§ **SELECTED EXTRACT**:
** Begin **

DBLIB: Intermittent hang on DBOPEN - we are totall stumped on this one.
Posted on 2004-10-02
(Apologies for the long post - I thought I better include all relevant information to save time)
We have a problem where a utility using DBLIB written to run in a login script occassionally hangs for no apparent reason.
This is a legacy application that cannot be rewritten because the client does not want to spend the money - believe me we have tried - so solutions involving upgrading to OLE-DB are not valid.
The application has been running successfully against an MS SQL 7.0 database for 18 months (before that on SQL 6.5 for 18 Months). The application is run at login by every user on a 10,000 user network (8000 on the LAN and 2000 WAN users). The application runs for 5-20 seconds (until it has finished updating some data) and then exits.
Yesterday the call centre had to stop logging calls after the 900th user phoned in to say their login scripts were hanging. Subsequent investigation should it was the login utility described above that was causing the problem. On the few machines investigated the process was running consuming 99% of the CPU.
Some more facts
a) This is the first process launched in the login script. It is launched using
start /w theapp.exe the parameters
So the login script will not proceed until the application has finished executing.
b) A check on the database server showed no blocks, locks or any other condition that would cause clients to hang.
c) Not all clients were hanging - some were able to connect without there being a hangup
d) According to change control logs no update was made either to workstations or server or any other infrastructural component within the last 2 days
e) The problem was randomly distributed over the network and not confined to a specific subnet or area.
f) An analysis of the application trace log showed that the application got as far as the first dbopn and did not proceed. On those workstations where users just left the machine without rebooting the log showed that after 2-3 hours the dbopen eventually returned and the rest of the application completed normally in the expected amount of time.
g) Analysis of the server logs showed there was no correlation to server load - incidents occurred when CPU was < 50% and when CPU was > 90%
h) We cannot replicate the problem - it appears to be an entirely random event requirng thousands of logins before it occurs.
i) There are no other databases on the server and no other processes access the database except the application in question.
j) The night before the problem occurred the DB admins ran a maintenance plan which included refreshing the indexes on the database (I think there are 2 - very simple indexes). This process did not complete and had to be aborted.
k) We tried boucing the server but the problem occurred again after the bounce.
Any ideas where to look for this problem. We know it is somewhere in the guts of DBLIB. I did search groups.google.com and found some references to TDS size defaulting to 512bytes and not 4096 bytes on SQL2K and also some info on dbcancel causing problems (we don't use dbcancel) - neither of which are relevant - the key fact here is that the process has been running successfully for 15months without incident. The only thing I can think of is a faulty network or something relating to the server but I don't know how to prove it.

** End **

§ **PROBLEM**: List every version of SQL Server named in the forum post about the DBLIB hang. Rely only on the forum post about the DBLIB hang.

§ **RECORDED DATA**:
** Begin **

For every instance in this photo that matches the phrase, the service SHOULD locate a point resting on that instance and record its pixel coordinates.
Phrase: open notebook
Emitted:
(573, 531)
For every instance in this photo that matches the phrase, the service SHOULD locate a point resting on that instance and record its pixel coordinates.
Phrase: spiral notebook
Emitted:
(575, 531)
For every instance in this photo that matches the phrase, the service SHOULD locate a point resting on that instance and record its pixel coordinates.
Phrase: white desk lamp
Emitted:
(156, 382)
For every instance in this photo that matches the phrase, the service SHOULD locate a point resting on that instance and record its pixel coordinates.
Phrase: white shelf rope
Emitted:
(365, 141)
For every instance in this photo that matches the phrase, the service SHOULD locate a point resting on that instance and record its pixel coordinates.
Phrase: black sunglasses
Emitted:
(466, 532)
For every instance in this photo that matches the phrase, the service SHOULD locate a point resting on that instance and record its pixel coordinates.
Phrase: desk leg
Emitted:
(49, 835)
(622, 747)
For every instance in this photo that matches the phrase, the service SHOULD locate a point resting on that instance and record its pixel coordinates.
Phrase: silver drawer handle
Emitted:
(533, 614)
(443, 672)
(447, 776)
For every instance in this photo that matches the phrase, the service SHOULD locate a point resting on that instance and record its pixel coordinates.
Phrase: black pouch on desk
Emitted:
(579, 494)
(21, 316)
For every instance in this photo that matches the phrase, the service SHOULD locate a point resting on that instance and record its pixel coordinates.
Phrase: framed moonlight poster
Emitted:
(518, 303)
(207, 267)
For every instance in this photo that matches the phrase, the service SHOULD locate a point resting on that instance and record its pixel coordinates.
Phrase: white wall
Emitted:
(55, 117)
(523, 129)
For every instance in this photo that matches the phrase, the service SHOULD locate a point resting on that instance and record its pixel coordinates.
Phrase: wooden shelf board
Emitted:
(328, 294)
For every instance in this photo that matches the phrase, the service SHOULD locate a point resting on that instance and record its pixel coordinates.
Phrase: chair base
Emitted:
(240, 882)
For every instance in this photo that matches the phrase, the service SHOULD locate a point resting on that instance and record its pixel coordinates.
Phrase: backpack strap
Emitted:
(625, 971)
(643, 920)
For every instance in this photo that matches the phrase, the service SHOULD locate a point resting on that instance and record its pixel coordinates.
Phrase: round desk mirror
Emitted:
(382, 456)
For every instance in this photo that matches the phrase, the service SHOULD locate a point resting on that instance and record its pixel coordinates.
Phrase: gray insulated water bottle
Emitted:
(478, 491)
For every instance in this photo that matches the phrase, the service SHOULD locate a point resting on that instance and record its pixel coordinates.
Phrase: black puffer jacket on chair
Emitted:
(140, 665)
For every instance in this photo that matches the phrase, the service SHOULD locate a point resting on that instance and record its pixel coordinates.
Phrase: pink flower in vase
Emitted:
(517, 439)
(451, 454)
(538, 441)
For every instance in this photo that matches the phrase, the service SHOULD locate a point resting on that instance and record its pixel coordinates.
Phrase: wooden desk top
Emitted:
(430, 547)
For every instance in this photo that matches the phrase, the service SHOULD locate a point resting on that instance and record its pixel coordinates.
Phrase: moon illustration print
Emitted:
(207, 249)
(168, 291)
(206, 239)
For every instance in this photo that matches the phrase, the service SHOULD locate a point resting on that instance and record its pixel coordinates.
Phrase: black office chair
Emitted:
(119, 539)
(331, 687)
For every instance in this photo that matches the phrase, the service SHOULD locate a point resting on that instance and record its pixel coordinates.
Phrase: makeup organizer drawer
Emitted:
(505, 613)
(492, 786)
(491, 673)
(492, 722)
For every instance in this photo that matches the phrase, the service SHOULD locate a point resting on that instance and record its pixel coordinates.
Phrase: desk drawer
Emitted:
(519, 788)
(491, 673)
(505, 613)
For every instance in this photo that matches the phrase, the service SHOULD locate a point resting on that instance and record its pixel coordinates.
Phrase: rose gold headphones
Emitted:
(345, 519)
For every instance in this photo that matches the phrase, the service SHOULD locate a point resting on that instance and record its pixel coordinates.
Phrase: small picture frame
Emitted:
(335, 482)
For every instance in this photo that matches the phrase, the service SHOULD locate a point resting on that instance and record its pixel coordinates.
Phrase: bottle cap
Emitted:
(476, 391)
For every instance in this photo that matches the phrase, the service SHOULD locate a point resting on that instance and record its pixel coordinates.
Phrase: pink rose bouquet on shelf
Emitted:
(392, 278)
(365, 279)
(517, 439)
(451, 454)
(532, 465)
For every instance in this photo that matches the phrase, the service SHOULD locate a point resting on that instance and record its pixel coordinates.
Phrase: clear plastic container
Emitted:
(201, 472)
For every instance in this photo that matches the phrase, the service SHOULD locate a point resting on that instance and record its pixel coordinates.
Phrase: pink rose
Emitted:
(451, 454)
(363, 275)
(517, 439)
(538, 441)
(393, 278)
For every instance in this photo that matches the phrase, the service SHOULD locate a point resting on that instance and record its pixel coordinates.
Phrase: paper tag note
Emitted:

** End **

§ **REPLY TO THE TASK**:
- MS SQL 7.0
- SQL 6.5
- SQL2K